** begin Record excerpts **
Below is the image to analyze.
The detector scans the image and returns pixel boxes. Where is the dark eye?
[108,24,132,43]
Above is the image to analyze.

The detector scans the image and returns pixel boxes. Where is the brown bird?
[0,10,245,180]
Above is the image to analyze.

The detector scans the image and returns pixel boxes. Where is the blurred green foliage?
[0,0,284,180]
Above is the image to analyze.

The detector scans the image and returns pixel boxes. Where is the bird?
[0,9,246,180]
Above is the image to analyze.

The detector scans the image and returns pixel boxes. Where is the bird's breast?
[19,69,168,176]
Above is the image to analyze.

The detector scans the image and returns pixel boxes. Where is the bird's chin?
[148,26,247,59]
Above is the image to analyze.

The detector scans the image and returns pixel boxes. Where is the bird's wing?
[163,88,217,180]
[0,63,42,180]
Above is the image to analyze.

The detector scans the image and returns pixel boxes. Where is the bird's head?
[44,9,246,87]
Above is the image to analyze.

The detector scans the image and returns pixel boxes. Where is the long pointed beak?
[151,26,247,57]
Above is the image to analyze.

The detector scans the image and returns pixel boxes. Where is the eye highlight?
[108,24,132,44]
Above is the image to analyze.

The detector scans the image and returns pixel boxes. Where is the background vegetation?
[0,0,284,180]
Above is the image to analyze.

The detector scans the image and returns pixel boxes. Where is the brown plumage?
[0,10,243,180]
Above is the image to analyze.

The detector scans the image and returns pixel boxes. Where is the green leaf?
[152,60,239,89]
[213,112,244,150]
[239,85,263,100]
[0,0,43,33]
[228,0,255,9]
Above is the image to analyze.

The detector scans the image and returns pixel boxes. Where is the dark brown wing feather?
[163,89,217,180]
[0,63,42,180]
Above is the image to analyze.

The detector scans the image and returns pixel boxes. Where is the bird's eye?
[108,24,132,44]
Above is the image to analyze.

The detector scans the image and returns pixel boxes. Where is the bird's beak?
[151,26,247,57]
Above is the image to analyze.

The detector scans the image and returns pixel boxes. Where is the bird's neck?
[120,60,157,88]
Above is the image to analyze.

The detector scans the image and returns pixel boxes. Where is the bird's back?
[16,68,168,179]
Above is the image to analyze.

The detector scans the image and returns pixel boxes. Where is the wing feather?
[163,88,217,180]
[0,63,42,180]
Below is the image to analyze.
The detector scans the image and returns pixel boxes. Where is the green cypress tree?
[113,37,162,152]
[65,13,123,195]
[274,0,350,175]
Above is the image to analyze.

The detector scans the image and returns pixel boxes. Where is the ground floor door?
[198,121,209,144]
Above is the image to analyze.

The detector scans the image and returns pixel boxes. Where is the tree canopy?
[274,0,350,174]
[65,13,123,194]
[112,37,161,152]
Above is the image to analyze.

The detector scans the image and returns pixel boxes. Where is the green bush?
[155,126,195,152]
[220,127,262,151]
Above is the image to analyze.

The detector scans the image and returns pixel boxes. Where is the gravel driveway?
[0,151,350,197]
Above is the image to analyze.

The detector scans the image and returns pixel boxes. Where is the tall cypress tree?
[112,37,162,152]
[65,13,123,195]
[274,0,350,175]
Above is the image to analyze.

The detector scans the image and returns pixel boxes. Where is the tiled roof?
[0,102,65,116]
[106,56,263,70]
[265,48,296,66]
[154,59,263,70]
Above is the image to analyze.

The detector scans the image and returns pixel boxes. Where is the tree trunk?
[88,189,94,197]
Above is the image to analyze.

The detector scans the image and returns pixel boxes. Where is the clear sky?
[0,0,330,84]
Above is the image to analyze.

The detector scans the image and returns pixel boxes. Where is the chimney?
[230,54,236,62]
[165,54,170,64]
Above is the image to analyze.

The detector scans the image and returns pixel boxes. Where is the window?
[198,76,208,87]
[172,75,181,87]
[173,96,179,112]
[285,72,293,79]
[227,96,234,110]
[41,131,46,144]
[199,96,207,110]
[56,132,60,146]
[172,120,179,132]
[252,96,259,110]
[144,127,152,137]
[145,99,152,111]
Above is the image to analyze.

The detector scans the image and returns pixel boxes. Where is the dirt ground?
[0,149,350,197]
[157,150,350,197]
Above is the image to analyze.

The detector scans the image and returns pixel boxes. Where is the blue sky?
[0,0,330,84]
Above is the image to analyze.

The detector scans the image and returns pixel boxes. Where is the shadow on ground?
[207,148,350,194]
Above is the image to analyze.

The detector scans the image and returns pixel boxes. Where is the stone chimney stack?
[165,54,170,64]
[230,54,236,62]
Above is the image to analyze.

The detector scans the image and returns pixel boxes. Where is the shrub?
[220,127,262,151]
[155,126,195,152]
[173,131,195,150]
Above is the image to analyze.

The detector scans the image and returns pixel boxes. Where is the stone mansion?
** end Record excerpts **
## Short task
Extract every line of the records above and reproduce each one word for word, in its original order.

## Output of the exercise
Below is the image to analyze.
The detector scans the image and returns pixel boxes. Where is the dark eye?
[108,24,132,43]
Above is the image to analyze.

The detector scans the image and returns pixel boxes. Where is the brown bird?
[0,10,245,180]
Above is the image to analyze.

The detector scans the image and returns pixel boxes. Where is the blurred green foliage?
[0,0,284,180]
Above is the image to analyze.

The detector scans the image and returns pixel boxes. Where is the bird?
[0,9,246,180]
Above is the image to analyze.

The detector scans the image and returns pixel boxes. Where is the bird's breast?
[19,69,168,176]
Above is the image to analyze.

The detector scans the image and returns pixel boxes. Where is the bird's chin?
[148,26,247,59]
Above is the image to analyze.

The detector scans the image and returns pixel boxes. Where is the bird's wing?
[163,88,217,180]
[0,63,42,180]
Above is the image to analyze.

The detector scans the image and returns pixel boxes. Where is the bird's head?
[44,9,246,87]
Above is the image to analyze.

The detector scans the image and returns pixel boxes. Where is the long pointed beak?
[151,26,247,57]
Above is the image to analyze.

The detector scans the image and returns pixel boxes. Where is the eye highlight?
[108,24,132,44]
Above is the image to analyze.

The detector scans the image and returns pixel boxes. Where is the background vegetation?
[0,0,284,180]
Above is the image to analyze.

The detector scans the image and returns pixel boxes. Where is the brown plumage?
[0,10,243,180]
Above is the image to analyze.

The detector scans the image and returns pixel boxes. Where is the green leaf?
[152,60,239,89]
[213,112,244,150]
[239,85,263,100]
[0,0,43,33]
[228,0,255,9]
Above is the image to analyze.

The detector scans the image and returns pixel boxes. Where is the dark brown wing feather?
[163,89,217,180]
[0,63,42,180]
Above is the image to analyze.

The detector scans the image and returns pixel boxes. Where is the bird's eye?
[108,24,132,44]
Above is the image to analyze.

The detector scans the image and returns pixel boxes. Where is the bird's beak?
[151,26,247,57]
Above is the image to analyze.

The detector scans the image and returns pixel boxes. Where is the bird's neck?
[120,60,157,88]
Above is the image to analyze.

The detector scans the image and returns pixel boxes. Where is the bird's back?
[16,68,168,179]
Above is the image to analyze.

The detector scans the image and returns pixel boxes. Where is the wing feather?
[163,88,217,180]
[0,63,42,180]
Below is the image to analyze.
The detector scans the image and returns pixel boxes. Where is the green cypress tree?
[113,37,162,152]
[65,13,123,195]
[274,0,350,175]
Above is the image to analyze.

The detector scans the image and returns pixel boxes. Where is the ground floor door?
[198,121,209,144]
Above is the image to analyze.

The detector scans the image and returns pixel boxes. Where is the tree canopy?
[274,0,350,174]
[65,13,123,194]
[112,37,161,152]
Above is the image to analyze.

The detector scans the image and returns pixel boxes. Where is the green bush?
[155,126,195,152]
[220,127,262,151]
Above is the image to analyze.

The detector scans the image and returns pixel boxes. Where is the gravel driveway?
[0,151,350,197]
Above is the image to analyze.

The detector scans the image and returns pixel boxes. Where is the tall cypress tree?
[112,37,162,152]
[65,13,123,195]
[274,0,350,175]
Above is the image to analyze.

The detector scans the image and returns pixel boxes. Where is the tiled roof?
[0,102,65,116]
[106,56,263,70]
[265,48,296,66]
[154,59,263,70]
Above is the image to analyze.

The detector scans the image and returns pixel boxes. Where is the tree trunk?
[88,189,94,197]
Above is the image to analyze.

The detector scans the image and returns pixel boxes. Where is the clear sky?
[0,0,330,84]
Above is the image to analyze.

The detector scans the image and returns pixel boxes. Where is the chimney?
[230,54,236,62]
[165,54,170,64]
Above is the image to analyze.

The detector scans the image and returns pixel boxes. Where is the window?
[198,76,208,87]
[172,75,181,87]
[173,96,179,112]
[285,72,293,79]
[227,96,234,110]
[41,131,46,144]
[199,96,207,110]
[56,132,60,146]
[172,120,179,132]
[252,96,259,110]
[144,127,152,137]
[145,99,152,111]
Above is the image to analyze.

The detector scans the image and returns pixel boxes. Where is the dirt ground?
[0,149,350,197]
[157,150,350,197]
Above is the image to analyze.

The detector scans the image and returns pixel boxes. Where is the blue sky?
[0,0,330,84]
Above is the image to analyze.

The detector scans the image and returns pixel boxes. Where is the shadow on ground?
[207,148,350,194]
Above is the image to analyze.

The detector scans the image and returns pixel boxes. Where is the stone chimney stack?
[165,54,170,64]
[230,54,236,62]
Above is the image to analyze.

The detector scans the image and returns pixel boxes. Where is the shrub?
[220,127,262,151]
[155,126,195,152]
[173,131,195,150]
Above is the image to analyze.

The detector scans the image and returns pixel boxes. Where is the stone mansion?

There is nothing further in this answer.